-------- Material shown
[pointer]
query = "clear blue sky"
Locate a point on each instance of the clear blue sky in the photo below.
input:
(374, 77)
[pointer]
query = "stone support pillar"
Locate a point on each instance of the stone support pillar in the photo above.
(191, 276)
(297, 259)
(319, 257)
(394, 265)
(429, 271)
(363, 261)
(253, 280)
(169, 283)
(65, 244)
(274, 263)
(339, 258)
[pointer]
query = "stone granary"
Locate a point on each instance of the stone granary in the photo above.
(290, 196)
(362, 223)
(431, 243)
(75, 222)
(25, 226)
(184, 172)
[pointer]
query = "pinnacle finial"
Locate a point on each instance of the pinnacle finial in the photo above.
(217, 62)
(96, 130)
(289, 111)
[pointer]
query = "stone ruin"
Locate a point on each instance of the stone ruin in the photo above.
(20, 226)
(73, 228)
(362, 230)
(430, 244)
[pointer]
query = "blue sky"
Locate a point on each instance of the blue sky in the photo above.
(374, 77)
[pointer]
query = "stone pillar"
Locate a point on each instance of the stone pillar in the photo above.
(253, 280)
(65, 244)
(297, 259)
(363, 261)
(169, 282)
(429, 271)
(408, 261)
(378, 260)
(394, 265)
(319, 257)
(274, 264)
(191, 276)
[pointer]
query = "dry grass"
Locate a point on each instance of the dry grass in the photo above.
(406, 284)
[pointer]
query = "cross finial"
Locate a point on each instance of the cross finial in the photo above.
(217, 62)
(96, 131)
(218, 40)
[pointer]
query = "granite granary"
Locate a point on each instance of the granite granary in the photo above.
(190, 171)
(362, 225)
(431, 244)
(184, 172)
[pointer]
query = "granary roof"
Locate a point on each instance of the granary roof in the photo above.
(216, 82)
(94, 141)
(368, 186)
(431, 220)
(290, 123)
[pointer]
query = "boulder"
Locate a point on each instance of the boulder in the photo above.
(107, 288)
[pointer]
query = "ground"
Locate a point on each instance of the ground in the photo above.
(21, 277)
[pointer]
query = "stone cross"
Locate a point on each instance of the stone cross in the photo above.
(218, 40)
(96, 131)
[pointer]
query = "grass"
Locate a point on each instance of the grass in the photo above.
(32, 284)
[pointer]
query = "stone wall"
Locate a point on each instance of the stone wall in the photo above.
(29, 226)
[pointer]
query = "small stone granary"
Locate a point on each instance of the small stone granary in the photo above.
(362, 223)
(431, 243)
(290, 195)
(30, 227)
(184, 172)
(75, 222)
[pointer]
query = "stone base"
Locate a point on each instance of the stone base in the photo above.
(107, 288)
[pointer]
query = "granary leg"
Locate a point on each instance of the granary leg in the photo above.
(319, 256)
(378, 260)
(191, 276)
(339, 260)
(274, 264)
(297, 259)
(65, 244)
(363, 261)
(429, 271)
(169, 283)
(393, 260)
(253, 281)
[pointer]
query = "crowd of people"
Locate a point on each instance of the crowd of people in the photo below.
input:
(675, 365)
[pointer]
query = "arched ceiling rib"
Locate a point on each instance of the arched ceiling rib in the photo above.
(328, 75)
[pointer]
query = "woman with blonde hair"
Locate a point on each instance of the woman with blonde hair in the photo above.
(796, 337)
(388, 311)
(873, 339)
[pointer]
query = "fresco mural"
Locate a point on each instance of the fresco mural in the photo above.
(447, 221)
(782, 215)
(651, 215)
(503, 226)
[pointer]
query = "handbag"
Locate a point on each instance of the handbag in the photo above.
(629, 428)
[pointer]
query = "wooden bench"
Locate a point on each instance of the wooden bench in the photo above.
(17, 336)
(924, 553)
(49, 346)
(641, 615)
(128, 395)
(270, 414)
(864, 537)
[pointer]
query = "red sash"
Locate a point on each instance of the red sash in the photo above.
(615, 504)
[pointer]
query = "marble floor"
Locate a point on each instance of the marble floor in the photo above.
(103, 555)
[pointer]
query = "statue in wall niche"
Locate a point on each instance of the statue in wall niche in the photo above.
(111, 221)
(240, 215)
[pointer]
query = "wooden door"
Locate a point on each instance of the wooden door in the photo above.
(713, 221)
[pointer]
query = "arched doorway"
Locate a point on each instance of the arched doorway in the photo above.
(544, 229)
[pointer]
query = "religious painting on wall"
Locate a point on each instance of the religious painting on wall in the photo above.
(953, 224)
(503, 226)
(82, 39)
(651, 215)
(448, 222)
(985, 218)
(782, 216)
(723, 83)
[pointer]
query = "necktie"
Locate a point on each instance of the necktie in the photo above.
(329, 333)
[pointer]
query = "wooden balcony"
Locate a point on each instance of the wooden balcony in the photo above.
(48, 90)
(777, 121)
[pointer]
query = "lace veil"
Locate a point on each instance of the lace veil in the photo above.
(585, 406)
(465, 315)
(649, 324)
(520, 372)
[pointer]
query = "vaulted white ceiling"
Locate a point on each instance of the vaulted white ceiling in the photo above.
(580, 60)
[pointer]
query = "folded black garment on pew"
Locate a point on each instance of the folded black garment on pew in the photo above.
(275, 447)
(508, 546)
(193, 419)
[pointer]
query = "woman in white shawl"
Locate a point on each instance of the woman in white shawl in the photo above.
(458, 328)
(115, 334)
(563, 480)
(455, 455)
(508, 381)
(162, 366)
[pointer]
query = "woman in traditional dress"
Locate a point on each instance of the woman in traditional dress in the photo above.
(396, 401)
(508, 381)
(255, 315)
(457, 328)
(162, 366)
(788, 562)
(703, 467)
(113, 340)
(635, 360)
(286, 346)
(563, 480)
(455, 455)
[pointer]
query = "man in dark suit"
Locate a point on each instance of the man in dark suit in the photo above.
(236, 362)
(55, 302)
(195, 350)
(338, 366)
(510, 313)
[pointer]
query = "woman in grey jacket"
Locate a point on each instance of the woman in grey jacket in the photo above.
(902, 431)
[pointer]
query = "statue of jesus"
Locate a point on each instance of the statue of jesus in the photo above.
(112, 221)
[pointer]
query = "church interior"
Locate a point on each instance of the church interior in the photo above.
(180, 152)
----------------
▶ [Problem requirements]: Report each line above that contains the word "folded", and copy every such line in full.

▶ [Finished exercise]:
query = "folded black garment on pew"
Locate a point on each instance of the folded black garment on pew in the photo above.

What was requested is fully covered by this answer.